WHAT THE TASK REQUIRES => Every line in the records below that holds "distant" must be identified and copied.
Start of Block
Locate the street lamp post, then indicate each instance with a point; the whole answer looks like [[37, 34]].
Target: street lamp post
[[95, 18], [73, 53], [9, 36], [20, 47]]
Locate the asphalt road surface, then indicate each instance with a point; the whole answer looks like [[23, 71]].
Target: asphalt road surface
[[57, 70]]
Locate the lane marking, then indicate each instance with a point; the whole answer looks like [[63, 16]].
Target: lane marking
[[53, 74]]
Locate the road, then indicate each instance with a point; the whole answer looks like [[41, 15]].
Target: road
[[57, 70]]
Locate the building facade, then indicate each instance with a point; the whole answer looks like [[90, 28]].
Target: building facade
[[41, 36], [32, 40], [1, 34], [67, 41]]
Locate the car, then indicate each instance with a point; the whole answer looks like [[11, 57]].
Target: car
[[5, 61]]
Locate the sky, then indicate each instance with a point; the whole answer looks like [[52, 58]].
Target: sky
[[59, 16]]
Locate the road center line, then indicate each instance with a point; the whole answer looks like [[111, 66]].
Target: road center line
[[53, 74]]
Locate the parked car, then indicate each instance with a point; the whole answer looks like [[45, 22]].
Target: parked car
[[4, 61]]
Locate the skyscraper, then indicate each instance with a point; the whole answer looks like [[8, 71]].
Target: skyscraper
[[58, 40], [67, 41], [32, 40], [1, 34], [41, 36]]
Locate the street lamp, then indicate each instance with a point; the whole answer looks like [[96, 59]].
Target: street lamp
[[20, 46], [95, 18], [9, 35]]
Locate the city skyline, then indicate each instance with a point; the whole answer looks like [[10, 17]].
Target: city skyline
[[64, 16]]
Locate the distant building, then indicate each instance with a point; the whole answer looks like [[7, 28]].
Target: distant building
End of Block
RESULT FOR THIS TASK =>
Locate the distant building, then indicate each instance with a point; the whole answer looks like [[7, 28]].
Target: distant building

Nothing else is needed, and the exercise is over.